Problem description
Using the records below, copy every line that holds the string "person".

Extracted data entries
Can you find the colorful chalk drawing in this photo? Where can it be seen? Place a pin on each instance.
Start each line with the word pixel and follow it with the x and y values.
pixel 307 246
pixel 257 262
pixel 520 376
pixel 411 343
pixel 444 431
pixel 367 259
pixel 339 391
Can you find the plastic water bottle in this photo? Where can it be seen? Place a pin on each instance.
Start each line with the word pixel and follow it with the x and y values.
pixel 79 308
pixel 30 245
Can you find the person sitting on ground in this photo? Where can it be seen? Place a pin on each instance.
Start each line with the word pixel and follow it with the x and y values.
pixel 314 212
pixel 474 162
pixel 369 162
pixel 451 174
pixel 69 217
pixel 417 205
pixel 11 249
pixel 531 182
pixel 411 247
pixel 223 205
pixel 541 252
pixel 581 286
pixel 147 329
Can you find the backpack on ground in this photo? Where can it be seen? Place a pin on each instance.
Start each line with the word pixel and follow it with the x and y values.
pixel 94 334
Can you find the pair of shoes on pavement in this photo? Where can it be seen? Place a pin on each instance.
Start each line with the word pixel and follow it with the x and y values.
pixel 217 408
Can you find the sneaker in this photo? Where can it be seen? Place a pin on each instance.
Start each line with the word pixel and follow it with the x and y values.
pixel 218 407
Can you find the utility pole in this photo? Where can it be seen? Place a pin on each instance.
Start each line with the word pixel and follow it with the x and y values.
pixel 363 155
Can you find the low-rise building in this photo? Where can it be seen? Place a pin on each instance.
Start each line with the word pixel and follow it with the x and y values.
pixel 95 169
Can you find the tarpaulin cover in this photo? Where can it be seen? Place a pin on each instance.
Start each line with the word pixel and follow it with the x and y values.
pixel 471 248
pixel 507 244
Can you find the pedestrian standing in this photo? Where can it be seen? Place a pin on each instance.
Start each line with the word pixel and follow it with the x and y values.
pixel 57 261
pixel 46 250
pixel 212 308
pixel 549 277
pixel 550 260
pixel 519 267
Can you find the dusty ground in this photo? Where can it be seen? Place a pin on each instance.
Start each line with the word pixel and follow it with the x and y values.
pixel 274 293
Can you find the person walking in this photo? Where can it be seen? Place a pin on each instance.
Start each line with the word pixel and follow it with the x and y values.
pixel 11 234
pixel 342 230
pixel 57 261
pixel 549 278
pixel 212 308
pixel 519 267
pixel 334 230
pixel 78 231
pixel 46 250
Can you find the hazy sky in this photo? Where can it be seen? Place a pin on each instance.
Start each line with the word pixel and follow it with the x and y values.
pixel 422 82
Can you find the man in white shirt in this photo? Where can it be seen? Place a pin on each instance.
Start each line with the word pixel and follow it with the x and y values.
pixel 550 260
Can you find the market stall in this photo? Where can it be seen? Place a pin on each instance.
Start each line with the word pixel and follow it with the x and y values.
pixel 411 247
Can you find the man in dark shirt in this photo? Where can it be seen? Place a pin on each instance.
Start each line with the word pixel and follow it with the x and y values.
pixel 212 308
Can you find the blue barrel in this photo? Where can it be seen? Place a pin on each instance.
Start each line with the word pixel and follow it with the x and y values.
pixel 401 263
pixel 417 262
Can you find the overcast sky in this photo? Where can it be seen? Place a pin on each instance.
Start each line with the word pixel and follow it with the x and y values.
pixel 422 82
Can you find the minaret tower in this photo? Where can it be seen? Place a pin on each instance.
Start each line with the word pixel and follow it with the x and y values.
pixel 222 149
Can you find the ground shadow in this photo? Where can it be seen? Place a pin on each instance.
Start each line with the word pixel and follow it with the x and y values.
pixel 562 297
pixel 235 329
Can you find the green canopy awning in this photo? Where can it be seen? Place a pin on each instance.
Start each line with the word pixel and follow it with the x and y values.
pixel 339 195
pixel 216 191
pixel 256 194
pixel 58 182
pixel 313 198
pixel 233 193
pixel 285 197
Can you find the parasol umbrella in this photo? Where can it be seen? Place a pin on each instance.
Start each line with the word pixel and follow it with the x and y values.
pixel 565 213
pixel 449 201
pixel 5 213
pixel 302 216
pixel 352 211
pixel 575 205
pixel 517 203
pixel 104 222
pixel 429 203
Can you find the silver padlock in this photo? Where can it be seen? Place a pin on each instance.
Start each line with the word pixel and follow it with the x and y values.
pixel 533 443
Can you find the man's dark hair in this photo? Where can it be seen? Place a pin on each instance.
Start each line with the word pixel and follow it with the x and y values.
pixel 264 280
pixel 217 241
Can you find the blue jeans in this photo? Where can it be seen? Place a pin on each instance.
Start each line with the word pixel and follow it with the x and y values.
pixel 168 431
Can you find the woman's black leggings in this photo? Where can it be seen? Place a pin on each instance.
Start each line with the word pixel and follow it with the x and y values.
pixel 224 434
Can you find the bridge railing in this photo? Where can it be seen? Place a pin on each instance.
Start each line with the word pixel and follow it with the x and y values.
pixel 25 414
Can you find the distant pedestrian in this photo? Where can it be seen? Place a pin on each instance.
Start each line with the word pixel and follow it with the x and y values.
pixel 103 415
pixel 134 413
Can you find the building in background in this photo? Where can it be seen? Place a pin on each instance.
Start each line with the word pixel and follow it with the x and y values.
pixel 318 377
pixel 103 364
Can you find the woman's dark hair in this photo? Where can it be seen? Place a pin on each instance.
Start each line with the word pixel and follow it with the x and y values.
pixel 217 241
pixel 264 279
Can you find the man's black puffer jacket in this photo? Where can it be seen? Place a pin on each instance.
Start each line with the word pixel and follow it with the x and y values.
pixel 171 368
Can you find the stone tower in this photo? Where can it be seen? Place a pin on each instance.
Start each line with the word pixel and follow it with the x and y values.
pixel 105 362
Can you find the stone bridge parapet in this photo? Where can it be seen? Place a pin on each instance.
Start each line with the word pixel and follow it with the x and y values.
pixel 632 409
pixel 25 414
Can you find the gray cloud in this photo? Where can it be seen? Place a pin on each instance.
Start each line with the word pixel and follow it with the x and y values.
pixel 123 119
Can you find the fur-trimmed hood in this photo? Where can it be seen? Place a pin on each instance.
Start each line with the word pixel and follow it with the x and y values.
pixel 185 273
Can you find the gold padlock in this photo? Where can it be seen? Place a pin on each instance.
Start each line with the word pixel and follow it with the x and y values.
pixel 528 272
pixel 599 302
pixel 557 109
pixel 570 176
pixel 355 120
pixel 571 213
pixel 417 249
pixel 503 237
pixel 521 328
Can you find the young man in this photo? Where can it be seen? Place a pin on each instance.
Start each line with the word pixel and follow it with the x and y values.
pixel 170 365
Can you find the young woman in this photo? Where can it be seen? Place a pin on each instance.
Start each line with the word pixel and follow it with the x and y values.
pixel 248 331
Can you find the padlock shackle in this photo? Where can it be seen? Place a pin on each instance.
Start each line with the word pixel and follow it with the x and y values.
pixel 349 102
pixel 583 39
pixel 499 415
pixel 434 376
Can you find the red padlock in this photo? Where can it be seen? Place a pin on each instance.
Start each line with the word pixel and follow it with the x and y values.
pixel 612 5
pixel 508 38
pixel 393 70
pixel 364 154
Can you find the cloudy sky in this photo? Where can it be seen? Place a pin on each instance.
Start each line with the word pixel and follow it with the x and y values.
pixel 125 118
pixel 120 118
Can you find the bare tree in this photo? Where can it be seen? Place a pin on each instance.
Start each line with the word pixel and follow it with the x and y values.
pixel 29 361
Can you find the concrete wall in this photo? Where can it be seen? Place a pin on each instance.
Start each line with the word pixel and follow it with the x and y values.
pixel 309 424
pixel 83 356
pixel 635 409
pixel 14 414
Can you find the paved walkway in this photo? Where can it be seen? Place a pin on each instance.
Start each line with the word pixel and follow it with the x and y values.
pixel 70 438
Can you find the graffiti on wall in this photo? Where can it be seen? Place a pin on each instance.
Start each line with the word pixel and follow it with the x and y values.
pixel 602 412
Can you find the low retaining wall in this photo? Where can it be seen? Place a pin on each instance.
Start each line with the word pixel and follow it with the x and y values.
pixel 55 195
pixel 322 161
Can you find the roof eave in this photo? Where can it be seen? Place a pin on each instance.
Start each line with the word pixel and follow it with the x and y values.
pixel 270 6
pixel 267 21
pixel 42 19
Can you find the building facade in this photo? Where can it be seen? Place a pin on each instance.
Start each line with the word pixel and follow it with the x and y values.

Answer to this exercise
Can you find the person sitting on ground in this photo? Where can it be seen? Place a pin on each instance.
Can you find the person walking in this photo? Where can it be seen? Place a pin on each instance.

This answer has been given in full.